Named object pointing entries:
-- Start --

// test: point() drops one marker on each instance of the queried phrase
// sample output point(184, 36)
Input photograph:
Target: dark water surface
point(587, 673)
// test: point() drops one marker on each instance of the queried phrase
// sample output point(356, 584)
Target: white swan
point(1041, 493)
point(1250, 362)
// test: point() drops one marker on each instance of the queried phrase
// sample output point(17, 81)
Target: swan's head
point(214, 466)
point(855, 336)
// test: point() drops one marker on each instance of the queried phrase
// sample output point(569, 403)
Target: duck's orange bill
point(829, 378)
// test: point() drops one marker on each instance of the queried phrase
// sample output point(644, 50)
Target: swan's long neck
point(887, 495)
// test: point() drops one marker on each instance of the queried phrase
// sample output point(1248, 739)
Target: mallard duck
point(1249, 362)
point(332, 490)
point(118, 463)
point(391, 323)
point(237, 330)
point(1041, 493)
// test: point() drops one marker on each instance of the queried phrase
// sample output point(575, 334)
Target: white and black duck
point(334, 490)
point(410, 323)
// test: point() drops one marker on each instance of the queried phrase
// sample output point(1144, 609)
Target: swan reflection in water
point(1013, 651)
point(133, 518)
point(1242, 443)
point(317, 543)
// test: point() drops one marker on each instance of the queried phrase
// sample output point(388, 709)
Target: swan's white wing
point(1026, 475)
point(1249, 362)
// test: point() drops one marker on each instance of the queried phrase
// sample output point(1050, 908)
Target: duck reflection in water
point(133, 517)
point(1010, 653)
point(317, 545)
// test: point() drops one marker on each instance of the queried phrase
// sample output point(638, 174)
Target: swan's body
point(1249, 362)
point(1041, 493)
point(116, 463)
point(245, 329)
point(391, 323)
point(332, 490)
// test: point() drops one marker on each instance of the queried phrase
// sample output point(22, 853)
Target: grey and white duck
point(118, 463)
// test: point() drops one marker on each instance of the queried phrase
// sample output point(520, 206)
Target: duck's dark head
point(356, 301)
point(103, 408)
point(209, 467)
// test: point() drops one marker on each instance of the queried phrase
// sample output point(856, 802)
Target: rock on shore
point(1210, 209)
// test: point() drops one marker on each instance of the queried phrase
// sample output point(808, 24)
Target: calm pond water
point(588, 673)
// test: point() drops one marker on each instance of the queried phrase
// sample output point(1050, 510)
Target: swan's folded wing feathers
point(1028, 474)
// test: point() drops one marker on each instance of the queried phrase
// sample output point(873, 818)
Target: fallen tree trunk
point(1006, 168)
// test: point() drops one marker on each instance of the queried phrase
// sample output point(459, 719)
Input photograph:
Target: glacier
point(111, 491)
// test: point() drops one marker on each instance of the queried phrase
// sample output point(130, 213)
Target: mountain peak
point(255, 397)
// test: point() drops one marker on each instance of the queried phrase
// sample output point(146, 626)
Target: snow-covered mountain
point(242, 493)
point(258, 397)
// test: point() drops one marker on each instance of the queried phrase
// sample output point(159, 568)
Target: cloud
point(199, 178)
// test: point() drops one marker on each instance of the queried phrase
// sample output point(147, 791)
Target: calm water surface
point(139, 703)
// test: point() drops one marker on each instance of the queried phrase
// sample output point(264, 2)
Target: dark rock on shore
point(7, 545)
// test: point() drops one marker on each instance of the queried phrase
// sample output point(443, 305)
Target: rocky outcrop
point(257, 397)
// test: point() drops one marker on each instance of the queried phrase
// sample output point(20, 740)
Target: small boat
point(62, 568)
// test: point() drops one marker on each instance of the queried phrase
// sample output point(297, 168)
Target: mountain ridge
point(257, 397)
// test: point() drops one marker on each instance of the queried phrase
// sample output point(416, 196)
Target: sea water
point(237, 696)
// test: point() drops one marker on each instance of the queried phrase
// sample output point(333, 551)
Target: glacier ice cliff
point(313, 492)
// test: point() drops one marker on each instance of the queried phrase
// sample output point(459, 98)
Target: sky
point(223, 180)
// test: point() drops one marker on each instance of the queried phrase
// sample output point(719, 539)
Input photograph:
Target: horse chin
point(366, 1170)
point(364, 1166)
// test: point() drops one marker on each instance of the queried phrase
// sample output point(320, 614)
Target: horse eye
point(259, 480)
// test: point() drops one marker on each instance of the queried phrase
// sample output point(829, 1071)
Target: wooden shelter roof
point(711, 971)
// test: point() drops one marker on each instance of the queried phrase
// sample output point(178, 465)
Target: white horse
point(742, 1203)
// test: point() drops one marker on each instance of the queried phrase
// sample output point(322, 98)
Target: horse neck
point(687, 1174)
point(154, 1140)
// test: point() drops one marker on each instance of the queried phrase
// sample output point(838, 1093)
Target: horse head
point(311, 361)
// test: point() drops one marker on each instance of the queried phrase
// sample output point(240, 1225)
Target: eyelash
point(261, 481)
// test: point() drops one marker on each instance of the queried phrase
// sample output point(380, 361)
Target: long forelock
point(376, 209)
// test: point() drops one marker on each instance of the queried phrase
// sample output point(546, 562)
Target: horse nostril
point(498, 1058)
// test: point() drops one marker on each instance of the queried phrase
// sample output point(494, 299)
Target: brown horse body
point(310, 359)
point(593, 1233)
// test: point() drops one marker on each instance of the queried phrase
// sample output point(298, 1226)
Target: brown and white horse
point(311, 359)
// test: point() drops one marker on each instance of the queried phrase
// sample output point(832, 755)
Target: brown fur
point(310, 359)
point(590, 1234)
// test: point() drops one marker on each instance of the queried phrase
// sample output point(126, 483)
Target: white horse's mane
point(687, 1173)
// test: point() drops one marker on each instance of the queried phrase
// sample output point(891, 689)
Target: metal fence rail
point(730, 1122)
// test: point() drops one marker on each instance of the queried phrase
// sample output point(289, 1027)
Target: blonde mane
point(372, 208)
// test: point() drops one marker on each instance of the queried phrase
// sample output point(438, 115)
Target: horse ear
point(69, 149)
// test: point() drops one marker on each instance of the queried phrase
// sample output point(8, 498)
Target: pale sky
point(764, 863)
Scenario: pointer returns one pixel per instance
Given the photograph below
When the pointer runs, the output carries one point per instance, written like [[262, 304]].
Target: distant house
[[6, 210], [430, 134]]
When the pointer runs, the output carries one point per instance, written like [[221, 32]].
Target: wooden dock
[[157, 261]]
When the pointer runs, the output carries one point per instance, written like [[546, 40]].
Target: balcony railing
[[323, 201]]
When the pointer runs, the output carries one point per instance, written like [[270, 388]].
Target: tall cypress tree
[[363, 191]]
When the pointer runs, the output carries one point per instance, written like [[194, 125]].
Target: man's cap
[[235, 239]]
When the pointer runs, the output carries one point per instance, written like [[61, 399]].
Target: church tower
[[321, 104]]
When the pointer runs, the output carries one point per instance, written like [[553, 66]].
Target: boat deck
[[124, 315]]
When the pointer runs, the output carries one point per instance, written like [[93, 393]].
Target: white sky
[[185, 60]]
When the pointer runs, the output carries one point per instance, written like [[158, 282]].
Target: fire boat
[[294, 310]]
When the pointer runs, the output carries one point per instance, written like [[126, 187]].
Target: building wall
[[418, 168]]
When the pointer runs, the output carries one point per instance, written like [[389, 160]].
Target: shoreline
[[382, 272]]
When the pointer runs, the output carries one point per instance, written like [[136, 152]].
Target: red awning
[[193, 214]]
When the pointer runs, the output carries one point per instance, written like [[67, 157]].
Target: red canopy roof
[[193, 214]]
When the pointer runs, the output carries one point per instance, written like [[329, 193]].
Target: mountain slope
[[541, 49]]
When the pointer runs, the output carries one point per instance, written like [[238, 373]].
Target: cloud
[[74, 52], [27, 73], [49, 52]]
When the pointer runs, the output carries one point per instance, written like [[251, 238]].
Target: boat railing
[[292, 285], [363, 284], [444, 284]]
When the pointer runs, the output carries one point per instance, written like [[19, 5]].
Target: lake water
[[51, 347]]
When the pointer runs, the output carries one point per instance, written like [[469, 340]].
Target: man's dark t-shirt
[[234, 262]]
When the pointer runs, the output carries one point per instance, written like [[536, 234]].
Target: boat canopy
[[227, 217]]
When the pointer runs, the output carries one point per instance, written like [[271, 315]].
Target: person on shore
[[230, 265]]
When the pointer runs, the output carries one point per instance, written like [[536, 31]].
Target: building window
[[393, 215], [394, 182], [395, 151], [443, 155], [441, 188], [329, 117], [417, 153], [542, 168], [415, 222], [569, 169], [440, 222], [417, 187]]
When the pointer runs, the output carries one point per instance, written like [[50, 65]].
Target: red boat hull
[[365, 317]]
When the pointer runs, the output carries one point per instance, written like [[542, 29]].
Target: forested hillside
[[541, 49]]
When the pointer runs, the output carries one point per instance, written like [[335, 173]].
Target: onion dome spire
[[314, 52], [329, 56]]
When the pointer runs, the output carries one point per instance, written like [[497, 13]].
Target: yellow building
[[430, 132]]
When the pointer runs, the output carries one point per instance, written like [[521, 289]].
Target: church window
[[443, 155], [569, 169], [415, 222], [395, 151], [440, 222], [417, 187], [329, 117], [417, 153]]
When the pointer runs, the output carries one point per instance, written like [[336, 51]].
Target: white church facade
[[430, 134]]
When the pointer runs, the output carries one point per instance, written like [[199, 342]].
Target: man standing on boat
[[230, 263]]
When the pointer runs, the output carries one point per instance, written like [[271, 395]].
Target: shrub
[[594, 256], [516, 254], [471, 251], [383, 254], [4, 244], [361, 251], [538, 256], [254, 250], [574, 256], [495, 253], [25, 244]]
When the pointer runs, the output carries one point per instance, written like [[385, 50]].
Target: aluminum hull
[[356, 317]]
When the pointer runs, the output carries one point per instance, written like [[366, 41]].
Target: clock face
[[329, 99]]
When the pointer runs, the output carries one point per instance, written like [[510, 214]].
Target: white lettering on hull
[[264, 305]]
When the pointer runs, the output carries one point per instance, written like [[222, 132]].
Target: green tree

-- End --

> **Task**
Print nothing but the lines from the line with "like [[385, 50]]." to the last line of the records above. Both of those lines count.

> **The reply**
When the pointer runs, the output carries one point per instance, written like [[385, 50]].
Target: aluminum hull
[[356, 317]]
When the pointer runs, the output carries one point per instance, written like [[366, 41]].
Target: clock face
[[329, 99]]
When the pointer runs, the output carries one point per instance, written like [[510, 214]].
Target: white lettering on hull
[[264, 305]]
When the pointer runs, the output carries one point per instance, written like [[222, 132]].
Target: green tree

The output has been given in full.